▸ **Aim**:
Using the entries below, transcribe exactly the line containing "Put a dot on each instance of the stone" and each line that follows it to the end.

------------------------------------

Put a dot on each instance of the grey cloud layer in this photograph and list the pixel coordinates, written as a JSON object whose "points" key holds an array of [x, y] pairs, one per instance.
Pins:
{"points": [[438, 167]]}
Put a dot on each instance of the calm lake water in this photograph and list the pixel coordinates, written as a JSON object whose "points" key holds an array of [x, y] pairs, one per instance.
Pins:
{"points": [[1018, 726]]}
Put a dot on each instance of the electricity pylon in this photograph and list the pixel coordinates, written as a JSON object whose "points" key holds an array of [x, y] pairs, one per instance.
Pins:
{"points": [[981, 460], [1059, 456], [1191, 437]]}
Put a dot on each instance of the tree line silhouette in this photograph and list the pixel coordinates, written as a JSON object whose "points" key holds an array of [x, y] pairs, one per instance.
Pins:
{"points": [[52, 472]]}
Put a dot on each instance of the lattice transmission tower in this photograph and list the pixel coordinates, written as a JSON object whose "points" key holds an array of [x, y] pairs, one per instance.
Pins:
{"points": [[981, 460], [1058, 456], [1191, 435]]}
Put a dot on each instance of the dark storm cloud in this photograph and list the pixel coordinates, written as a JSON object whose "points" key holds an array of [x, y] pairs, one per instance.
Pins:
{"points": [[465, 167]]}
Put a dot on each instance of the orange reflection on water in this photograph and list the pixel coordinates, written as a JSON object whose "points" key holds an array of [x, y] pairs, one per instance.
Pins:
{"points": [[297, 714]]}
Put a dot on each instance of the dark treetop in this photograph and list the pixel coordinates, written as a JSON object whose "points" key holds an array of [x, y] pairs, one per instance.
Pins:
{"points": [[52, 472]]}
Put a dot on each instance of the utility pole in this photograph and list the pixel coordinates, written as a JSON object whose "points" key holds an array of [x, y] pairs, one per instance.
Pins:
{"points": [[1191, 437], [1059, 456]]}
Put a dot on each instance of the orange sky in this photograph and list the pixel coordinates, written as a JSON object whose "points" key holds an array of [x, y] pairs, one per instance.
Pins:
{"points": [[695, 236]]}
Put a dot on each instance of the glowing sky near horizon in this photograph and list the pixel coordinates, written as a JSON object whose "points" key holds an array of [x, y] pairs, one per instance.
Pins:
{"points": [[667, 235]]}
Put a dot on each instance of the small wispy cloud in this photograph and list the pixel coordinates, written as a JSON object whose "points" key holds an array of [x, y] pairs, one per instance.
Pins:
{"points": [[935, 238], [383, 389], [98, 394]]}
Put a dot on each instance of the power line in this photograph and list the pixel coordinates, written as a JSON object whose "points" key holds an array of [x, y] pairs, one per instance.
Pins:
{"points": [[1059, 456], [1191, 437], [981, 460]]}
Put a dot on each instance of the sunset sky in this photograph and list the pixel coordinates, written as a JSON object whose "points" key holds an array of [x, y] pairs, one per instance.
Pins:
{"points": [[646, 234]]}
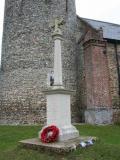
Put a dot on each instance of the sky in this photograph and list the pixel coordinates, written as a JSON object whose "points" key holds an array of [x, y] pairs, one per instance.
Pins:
{"points": [[104, 10]]}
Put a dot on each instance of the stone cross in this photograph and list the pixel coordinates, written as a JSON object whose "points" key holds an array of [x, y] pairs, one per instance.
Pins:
{"points": [[57, 23]]}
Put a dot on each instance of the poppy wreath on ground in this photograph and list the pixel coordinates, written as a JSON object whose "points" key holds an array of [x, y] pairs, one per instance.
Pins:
{"points": [[49, 134]]}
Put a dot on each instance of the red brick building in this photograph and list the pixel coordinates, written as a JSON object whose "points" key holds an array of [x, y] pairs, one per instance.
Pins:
{"points": [[101, 70]]}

------------------------------------

▸ **Exercise response**:
Put a dot on each instance of the stone cross in this photograph and list the pixel coordinates, written as a JSON object whose "points" key holds an array of [x, y] pairs, one per instance.
Pins:
{"points": [[57, 23]]}
Put a dot on each instance of the poppy wreath on ground in this photograph and list the pixel coordinates, written as a JSON object whose "points" key holds an array of [x, y] pairs, one per instance.
Pins:
{"points": [[49, 134]]}
Put a dot on each instance of the red brick building in this photograph and list the pixel coordinates, written as a JSON object whose "points" key holds an array of [x, y] pairs, one per instance.
Pins:
{"points": [[101, 70]]}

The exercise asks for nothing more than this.